Pictures are not part of the answer. Return the lines from the one containing "Each instance receives a single keypoint. Tag the shoulder" through the end of the data, both included, exactly as they appear.
--- BEGIN ---
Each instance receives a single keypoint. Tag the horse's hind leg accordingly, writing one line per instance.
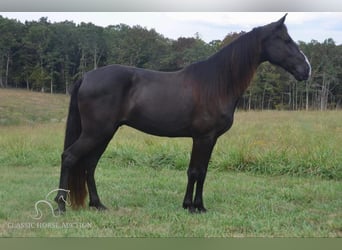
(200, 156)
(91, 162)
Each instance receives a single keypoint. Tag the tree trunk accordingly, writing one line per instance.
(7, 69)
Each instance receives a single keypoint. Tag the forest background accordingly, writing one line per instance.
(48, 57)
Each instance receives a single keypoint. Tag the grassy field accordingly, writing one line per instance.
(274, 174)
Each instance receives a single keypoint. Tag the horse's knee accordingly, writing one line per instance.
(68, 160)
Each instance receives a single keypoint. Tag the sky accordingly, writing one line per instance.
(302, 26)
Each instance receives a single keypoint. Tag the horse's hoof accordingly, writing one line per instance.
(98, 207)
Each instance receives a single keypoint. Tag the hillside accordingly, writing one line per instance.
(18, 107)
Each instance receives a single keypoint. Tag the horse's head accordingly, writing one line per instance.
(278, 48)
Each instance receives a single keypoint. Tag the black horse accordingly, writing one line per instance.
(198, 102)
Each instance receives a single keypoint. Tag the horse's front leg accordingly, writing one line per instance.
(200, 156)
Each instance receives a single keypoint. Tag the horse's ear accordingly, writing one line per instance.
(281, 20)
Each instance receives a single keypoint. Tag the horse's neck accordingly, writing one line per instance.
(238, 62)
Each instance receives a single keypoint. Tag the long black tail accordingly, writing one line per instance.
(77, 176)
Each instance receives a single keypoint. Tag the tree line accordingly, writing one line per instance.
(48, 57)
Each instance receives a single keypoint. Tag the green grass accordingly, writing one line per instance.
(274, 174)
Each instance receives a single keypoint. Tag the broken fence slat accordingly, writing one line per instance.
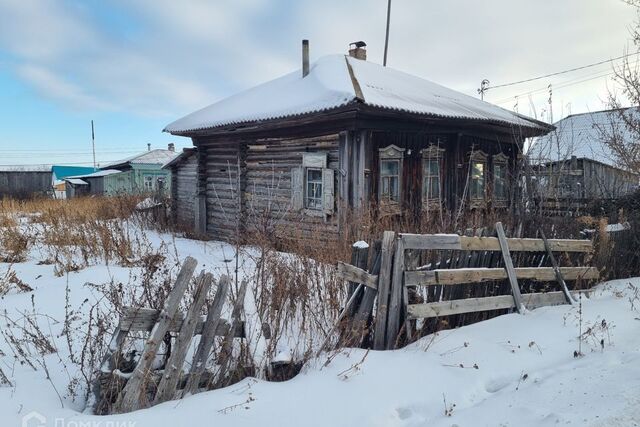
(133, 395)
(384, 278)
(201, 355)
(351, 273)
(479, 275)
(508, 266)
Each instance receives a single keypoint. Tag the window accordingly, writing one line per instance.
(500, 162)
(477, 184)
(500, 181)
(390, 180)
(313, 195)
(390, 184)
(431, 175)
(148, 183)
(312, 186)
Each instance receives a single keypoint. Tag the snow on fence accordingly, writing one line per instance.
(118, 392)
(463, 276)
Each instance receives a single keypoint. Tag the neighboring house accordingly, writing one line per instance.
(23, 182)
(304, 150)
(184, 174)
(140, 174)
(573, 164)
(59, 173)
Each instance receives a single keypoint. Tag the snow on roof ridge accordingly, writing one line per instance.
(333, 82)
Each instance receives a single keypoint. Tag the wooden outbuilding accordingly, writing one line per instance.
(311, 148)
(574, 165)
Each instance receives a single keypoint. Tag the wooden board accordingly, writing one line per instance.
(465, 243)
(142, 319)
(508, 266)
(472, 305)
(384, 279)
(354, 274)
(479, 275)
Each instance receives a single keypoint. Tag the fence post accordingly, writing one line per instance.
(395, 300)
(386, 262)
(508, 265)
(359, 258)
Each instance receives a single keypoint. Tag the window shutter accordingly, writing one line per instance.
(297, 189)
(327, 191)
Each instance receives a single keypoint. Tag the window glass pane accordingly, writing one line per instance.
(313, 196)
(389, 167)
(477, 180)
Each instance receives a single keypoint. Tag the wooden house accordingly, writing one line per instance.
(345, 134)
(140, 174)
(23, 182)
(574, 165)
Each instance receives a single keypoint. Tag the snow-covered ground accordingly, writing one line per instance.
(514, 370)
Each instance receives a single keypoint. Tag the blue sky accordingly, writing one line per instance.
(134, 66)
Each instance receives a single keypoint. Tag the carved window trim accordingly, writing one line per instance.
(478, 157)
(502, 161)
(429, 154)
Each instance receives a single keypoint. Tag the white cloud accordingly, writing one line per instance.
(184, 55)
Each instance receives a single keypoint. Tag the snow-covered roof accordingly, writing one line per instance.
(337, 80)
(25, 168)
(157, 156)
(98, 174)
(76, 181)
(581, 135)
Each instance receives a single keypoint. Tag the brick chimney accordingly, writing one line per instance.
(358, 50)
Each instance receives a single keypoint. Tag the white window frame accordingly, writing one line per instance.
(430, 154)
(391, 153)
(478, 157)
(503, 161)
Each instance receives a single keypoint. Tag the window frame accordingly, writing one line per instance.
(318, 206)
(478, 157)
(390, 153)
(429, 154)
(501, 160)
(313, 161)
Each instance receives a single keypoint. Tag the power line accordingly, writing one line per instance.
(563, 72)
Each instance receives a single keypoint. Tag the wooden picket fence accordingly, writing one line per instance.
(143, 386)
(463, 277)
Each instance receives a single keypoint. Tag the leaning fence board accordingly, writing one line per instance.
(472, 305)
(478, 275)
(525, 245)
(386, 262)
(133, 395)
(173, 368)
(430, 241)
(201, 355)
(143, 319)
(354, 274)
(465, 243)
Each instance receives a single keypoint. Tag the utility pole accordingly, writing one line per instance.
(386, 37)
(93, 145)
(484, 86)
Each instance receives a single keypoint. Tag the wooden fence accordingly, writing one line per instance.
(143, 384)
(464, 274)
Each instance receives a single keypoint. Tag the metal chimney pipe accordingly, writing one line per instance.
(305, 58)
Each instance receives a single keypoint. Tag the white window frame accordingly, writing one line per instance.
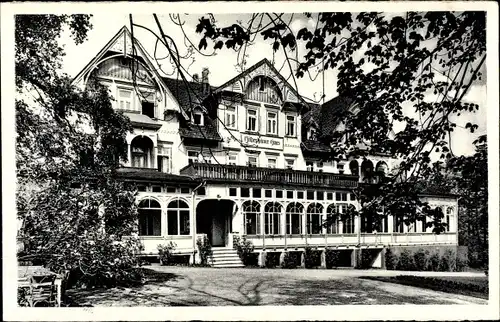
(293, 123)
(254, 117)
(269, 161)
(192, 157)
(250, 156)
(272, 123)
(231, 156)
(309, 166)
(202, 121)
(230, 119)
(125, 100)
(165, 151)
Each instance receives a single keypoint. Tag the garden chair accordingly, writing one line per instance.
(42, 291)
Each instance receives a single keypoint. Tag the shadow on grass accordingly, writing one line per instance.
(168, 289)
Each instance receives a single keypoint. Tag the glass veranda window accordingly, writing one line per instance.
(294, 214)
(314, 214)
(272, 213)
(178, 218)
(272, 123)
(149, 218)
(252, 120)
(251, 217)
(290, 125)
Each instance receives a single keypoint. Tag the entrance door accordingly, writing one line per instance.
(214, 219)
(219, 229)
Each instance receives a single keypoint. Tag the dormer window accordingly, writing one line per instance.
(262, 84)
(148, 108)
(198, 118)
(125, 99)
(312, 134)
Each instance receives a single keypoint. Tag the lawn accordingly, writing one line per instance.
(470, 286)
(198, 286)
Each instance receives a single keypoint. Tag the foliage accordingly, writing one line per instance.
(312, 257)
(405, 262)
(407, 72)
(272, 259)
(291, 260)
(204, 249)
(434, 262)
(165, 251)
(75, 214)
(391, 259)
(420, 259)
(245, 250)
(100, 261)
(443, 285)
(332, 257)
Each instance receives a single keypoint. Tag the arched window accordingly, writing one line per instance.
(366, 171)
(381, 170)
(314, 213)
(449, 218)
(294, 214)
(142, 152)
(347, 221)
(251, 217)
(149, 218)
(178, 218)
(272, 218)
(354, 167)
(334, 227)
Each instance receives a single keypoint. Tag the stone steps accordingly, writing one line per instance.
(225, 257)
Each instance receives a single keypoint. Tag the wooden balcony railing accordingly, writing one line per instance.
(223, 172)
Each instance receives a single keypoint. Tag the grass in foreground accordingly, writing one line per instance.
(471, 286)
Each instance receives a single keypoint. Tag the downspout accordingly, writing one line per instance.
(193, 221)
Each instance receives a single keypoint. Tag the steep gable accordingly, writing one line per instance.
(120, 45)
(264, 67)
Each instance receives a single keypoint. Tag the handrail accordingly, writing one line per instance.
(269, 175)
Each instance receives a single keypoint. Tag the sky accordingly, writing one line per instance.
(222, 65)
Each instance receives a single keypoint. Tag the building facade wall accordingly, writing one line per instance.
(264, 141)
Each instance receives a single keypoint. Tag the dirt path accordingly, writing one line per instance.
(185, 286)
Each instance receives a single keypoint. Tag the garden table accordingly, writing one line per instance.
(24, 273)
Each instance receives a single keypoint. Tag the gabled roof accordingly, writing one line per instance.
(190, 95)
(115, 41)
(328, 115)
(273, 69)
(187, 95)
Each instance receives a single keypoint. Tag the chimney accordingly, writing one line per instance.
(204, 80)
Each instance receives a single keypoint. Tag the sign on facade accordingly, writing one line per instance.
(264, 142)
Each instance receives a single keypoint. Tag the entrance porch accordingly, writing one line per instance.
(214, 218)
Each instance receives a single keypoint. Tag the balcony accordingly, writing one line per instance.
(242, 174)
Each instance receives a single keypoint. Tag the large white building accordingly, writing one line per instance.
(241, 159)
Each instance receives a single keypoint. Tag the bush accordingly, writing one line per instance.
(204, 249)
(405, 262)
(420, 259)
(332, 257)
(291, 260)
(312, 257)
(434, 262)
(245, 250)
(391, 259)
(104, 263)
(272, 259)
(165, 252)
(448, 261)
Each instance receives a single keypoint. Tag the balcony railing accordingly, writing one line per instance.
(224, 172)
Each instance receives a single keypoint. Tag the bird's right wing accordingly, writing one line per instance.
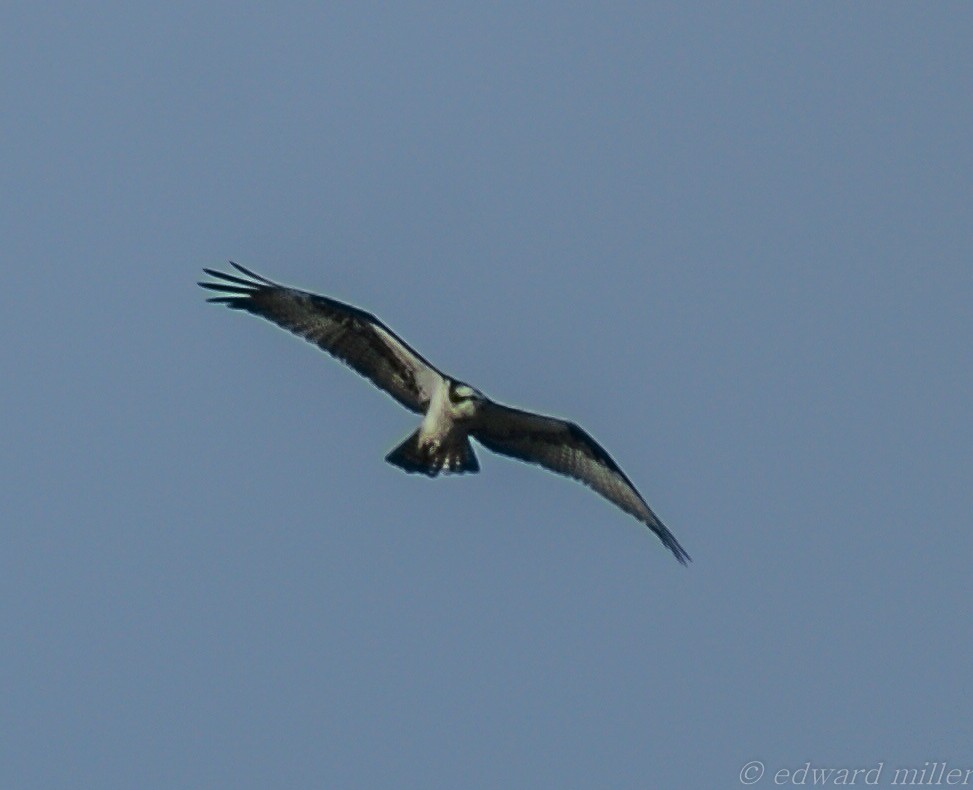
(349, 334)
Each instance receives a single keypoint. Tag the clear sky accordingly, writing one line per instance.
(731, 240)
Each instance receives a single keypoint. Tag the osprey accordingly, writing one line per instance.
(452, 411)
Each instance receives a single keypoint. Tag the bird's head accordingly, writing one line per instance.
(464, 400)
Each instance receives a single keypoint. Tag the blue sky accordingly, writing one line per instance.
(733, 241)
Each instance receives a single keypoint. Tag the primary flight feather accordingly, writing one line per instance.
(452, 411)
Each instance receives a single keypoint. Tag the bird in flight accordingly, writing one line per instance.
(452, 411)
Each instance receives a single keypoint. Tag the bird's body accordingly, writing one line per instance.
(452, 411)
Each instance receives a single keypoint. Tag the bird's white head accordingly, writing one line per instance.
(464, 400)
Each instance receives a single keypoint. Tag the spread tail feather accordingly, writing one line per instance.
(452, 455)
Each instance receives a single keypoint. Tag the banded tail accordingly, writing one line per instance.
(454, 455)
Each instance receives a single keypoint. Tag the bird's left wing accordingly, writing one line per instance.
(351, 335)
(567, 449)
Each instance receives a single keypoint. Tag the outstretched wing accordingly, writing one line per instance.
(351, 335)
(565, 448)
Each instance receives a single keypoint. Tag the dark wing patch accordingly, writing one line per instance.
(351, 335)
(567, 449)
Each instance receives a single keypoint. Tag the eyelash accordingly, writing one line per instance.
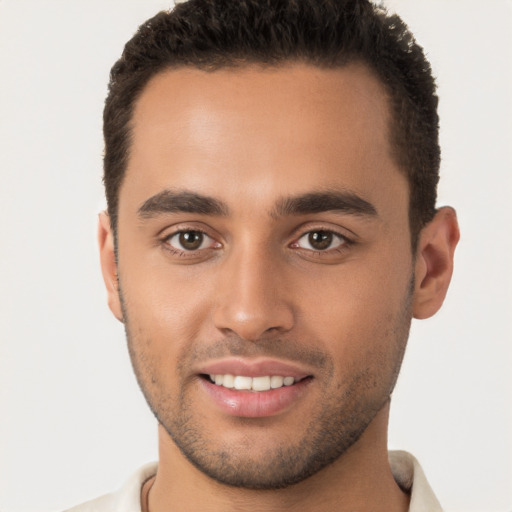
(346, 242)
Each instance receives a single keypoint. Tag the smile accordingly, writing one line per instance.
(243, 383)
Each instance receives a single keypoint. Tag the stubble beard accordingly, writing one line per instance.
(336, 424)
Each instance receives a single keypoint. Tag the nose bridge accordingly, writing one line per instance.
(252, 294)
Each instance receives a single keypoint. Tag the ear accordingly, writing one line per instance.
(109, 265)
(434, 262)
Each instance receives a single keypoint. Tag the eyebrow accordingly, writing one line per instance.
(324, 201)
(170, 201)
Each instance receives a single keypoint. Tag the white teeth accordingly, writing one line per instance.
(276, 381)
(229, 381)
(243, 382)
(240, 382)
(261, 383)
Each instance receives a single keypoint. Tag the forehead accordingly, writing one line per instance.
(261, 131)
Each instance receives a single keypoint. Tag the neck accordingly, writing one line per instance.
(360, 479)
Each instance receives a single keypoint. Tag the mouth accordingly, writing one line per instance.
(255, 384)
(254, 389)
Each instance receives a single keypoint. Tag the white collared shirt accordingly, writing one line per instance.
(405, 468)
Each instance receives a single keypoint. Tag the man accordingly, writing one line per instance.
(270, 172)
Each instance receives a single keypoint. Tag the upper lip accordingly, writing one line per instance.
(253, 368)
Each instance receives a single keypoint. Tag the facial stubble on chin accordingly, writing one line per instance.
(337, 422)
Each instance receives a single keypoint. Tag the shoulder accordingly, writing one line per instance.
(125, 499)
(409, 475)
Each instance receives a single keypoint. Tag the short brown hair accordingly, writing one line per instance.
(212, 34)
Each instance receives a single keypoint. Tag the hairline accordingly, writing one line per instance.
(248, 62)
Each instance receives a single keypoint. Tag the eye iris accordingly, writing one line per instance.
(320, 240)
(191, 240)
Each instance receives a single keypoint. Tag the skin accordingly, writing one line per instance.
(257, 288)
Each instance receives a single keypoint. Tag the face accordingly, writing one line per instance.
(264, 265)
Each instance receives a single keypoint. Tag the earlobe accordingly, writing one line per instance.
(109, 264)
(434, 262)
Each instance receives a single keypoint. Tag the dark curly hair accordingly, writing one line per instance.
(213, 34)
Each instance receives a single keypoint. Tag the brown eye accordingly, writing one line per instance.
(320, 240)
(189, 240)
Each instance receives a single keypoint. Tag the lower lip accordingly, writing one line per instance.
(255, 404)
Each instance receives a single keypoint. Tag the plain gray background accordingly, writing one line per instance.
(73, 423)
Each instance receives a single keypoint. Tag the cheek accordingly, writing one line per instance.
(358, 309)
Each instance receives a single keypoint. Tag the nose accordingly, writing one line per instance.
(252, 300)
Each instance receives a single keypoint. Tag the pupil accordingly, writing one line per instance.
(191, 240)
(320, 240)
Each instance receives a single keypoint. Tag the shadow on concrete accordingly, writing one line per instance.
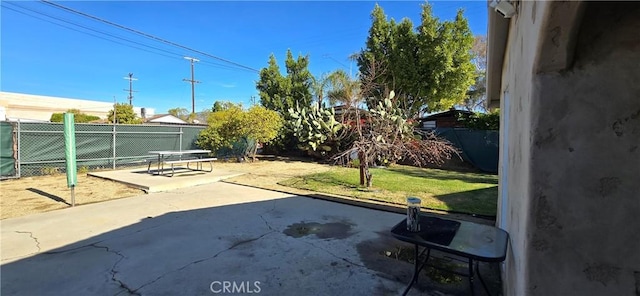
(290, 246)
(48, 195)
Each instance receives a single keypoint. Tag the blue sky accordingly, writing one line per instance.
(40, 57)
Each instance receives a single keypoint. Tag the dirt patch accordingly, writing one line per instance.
--- END ---
Output for this exercise -
Each instance receives a single keypoint. Tag the shoulder accordingly, writing one line per instance.
(125, 499)
(409, 475)
Each instance receives a single keypoint. Tag the short brown hair accordingly, writing one line per instance.
(212, 34)
Each instance receives a single keypoint. Tag the hairline accordingly, writing one line per instance.
(248, 62)
Each instance receives a single keypoint. Tag the eye iris accordingly, writing one line per instance.
(320, 240)
(191, 240)
Each instance receives a single keypoint. Tag the skin accordingly, writing one line per instance.
(257, 288)
Each instance receives a single keypoint. Tag the face accordingly, writing one line per instance.
(264, 265)
Each instance receives a single keypoint. Tag the earlobe accordingly, writing one line per instance.
(109, 264)
(434, 262)
Each instance receives a single keypoint. Tag the dark curly hair accordingly, writing one line per instance.
(213, 34)
Each instance receives a single keypoint. Tag the brown eye accordingly, writing one line per instance.
(320, 240)
(189, 240)
Each instance receives a single keypoint. Tag the lower lip accordingly, writing one line per instance.
(255, 404)
Each instance receives a single keypoint. Tag the plain gray background accordingly, writing one line per instance.
(73, 423)
Each instance receives a single keypoint. Tag the cheek accordingly, writing one line per instance.
(358, 309)
Each instance receives a single keypoint. Tag the nose accordingly, writing one line per instance.
(252, 300)
Each instance receives a single keypoint. Tag the pupil accordingly, writing one line per instance.
(191, 240)
(320, 240)
Each instance receives a single keypoint. Tag the shadow on concrete accordingly, writing one line per instance.
(290, 246)
(48, 195)
Each instance receives a single keypoint. Tag the blue sky accordingly, writing one line per instance.
(40, 57)
Each instance receives a single keypoint. Tag the dirt patch accordingly, writing one line per instance.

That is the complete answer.